-- DATA EXTRACTS follows --

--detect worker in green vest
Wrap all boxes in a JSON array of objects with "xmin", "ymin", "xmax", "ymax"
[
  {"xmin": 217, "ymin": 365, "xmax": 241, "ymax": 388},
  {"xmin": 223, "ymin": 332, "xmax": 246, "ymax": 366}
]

-- DATA EXTRACTS concluded --

(THE PROBLEM): Write out, without alteration, the line that contains "Wrap all boxes" and all subsequent lines down to the end of the data above.

(EXERCISE RESULT):
Wrap all boxes in a JSON array of objects with "xmin", "ymin", "xmax", "ymax"
[
  {"xmin": 217, "ymin": 365, "xmax": 241, "ymax": 388},
  {"xmin": 223, "ymin": 332, "xmax": 246, "ymax": 366}
]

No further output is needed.